Dataset entries about object locations:
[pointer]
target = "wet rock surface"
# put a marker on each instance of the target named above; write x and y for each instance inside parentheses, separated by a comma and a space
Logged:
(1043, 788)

What you will do: Arrange the entries above as a two-column CSV with the header row "instruction,response", giving one row per entry. Put each entry's text and its answer in their own quoted fields, and replace any line breaks with spaces.

Written solution:
instruction,response
"[pointer] target = ""wet rock surface"" # put a marker on each instance of the target named above; write x and y for each instance inside parentheses, separated by a comma and a space Logged:","(1043, 788)"